▶ **PAGE TEXT**:

'''

Willey v. Bowden

Decision Date20 January 1914
Docket Number(No. 5292.)
Citation14 Ga.App. 379,80 S.E. 910
PartiesWILLEY v. BOWDEN.
CourtGeorgia Court of Appeals

Rehearing Denied Feb. 4, 1914.

(Syllabus by the Court.)

1. Appeal and Error (§ 750*)—Assignment of Error—Overruling of Certiorari.

A mere general assignment of error upon a judgment overruling a certiorari is not sufficient to authorize a ruling upon the question whether the court erred in not taxing the costs against the defendant in certiorari, after having directed that a small sum be written off from the verdict in his favor.

[Ed. Note.—For other cases, see Appeal and Error, Cent. Dig. §§ 3074-3083; Dec. Dig. § 750.*]

2. Appeal and Error (§ 19*)—Decisions Reviewable—Trifling Mistake.

It would seem that the sum of nine cents is so trifling and insignificant as to come within the maxim, "De minimis non curat lex, " and that a litigant is not entitled to use the processes of a reviewing court for the purpose of having corrected an error of such insignificance.

[Ed. Note.—For other cases, see Appeal and Error, Cent. Dig. §§ 63-80; Dec. Dig. § 19.*]

Error from Superior Court, Fulton County; Geo. L. Bell, Judge.

Action by J. F. Bowden against A. E. Willey. From a judgment overruling certiorari, defendant brings error. Affirmed.

Morris Macks, of Atlanta, for plaintiff in error.

B. L. Milling, of Atlanta, for defendant in error.

'''

▶ **REQUESTS**:
• a. In the Willey v. Bowden text, rewrite the passage from "(Syllabus by the" up to and including "19*)—Decisions Reviewable—Trifling Mistake.", with "verdict" renamed to "award".
• b. What sum of money does the Willey v. Bowden text call too trifling and insignificant for a reviewing court to correct?
• c. How would you translate this sentence from the Willey v. Bowden text into Spanish: "From a judgment overruling certiorari, defendant brings error."

▶ **DATASET EXCERPTS**:
'''

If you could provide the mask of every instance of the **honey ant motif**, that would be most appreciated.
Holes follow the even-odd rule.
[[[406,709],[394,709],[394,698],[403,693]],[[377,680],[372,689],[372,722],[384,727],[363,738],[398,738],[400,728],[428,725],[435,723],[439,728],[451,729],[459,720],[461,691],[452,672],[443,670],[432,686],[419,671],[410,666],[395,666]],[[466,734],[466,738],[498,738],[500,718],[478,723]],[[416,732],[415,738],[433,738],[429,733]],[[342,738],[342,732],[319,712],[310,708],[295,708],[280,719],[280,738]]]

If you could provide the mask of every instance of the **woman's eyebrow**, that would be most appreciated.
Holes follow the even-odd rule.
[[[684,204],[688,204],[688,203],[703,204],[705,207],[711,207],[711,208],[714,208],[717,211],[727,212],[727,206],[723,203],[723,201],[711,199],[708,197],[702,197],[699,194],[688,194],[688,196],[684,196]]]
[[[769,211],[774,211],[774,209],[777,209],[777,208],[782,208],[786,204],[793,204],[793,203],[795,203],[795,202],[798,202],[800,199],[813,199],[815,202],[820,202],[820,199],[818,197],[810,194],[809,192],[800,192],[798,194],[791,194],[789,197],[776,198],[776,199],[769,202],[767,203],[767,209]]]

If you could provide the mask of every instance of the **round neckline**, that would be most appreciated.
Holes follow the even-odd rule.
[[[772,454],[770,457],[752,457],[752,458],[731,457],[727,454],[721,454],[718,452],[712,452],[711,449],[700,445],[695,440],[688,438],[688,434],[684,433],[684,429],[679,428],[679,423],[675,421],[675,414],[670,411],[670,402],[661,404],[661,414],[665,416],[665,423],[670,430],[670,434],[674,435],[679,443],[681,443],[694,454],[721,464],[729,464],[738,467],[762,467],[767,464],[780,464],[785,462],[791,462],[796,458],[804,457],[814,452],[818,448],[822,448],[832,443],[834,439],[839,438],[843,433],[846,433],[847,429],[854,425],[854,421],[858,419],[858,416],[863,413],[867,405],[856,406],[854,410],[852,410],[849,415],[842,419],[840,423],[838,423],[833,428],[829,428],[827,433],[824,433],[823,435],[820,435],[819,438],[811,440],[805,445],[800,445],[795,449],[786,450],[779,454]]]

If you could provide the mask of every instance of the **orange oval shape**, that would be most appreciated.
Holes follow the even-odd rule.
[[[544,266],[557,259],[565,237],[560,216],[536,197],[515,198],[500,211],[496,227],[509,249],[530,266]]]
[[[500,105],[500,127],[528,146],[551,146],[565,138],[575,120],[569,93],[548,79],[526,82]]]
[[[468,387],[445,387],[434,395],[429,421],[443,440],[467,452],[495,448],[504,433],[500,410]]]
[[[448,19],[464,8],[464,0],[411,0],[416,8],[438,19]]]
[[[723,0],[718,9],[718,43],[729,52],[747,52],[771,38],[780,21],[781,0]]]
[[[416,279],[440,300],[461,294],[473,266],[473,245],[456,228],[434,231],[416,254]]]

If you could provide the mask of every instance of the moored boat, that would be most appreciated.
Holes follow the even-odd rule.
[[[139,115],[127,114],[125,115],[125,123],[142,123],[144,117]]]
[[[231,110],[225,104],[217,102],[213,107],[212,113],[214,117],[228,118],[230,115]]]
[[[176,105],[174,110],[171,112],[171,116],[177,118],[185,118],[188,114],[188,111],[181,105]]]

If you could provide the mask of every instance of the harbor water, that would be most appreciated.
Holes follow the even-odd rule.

'''

▶ **ANSWERS TO THE TASKS**:
• a.
(Syllabus by the Court.)

1. Appeal and Error (§ 750*)—Assignment of Error—Overruling of Certiorari.

A mere general assignment of error upon a judgment overruling a certiorari is not sufficient to authorize a ruling upon the question whether the court erred in not taxing the costs against the defendant in certiorari, after having directed that a small sum be written off from the award in his favor.

[Ed. Note.—For other cases, see Appeal and Error, Cent. Dig. §§ 3074-3083; Dec. Dig. § 750.*]

2. Appeal and Error (§ 19*)—Decisions Reviewable—Trifling Mistake.

• b. Nine cents.

• c. Contra una sentencia que rechazó el certiorari, el demandado interpone un recurso por error.